Phil Williams of NewsChannel 5 in Nashville, Tennessee, reported on Friday that federal prosecutors were withdrawn from a criminal investigation of Representative Andy Ogles (R-TN) for election fraud; Ogles recently filed a House resolution to enable Trump to run for a third term and another supporting Trump’s designs on Greenland. On Wednesday, federal prosecutors asked a judge to dismiss an election fraud case against former representative Jeffrey Fortenberry (R-NE). Trump called Fortenberry’s case an illustration of “the illegal Weaponization of our Justice System by the Radical Left Democrats.”
That impulse to protect Trump showed yesterday in what a local water manager said was an “extremely unprecedented” release of water from two dams in California apparently to provide evidence of his social media post that the U.S. military had gone into California and “TURNED ON THE WATER.” In fact, water was released from two reservoirs that hold water to supply farmland in the summer. They are about 500 miles (800 km) from Los Angeles, where the fires were earlier this year, and the water did not go to Southern California. “This is going to hurt farmers,” a water manager said, “This takes water out of the summer irrigation portfolio.” But Trump posted that if California officials had listened to him six years ago, there would have been no fires. Shashank Joshi of The Economist called it “real ‘mad king’ stuff.”

**INFORMATION SUPPLIED:**
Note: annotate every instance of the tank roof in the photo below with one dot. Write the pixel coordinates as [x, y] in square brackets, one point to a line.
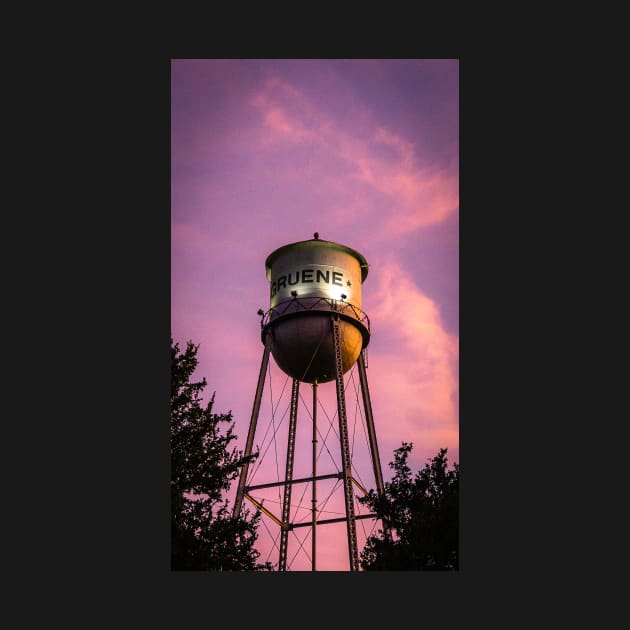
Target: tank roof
[318, 242]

**ACTIONS TO TAKE:**
**A.** In the news passage about the California water release, how far are the two reservoirs from Los Angeles?
**B.** Pick up the news passage on the federal prosecutions and the California dam release after its final sentence and keep writing.
Nothing in the listing matters here.

**RESULTS OF THE TASKS:**
**A.** About 500 miles (800 km).

**B.**
Trump’s loyalists overlap with the MAGA crew that embraces Project 2025, a plan that mirrors the one used by Hungarian prime minister Viktor Orbán to overthrow democracy in Hungary. Operating from the position that modern democracy destroys a country by treating everyone equally before the law and welcoming immigrants, it calls for discrimination against women and gender, racial, and religious minorities; rejection of immigrants; and the imposition of religious laws to restore a white Christian patriarchy.
Former Fox News Channel host Tucker Carlson has been a vocal proponent of Orbán’s ideology, and J.D. Vance this week hired Carlson’s son, 28-year-old Buckley, as his deputy press secretary. Although Trump claimed during the campaign he didn't know anything about Project 2025, Steve Contorno and Casey Tolan of CNN estimate that more than two thirds of Trump’s executive orders mirror Project 2025.
You can see the influence of this faction in the indiscriminate immigration sweeps the administration has launched, Trump’s announcement that he is opening a 30,000-bed migrant detention center at Guantanamo Bay, and officials’ revocation of protection for more than 600,000 Venezuelans legally in the U.S. and possibly also for Cubans, Haitians, and Nicaraguans. You can see it in the administration’s attempt to end the birthright citizenship written into the U.S. Constitution in 1868.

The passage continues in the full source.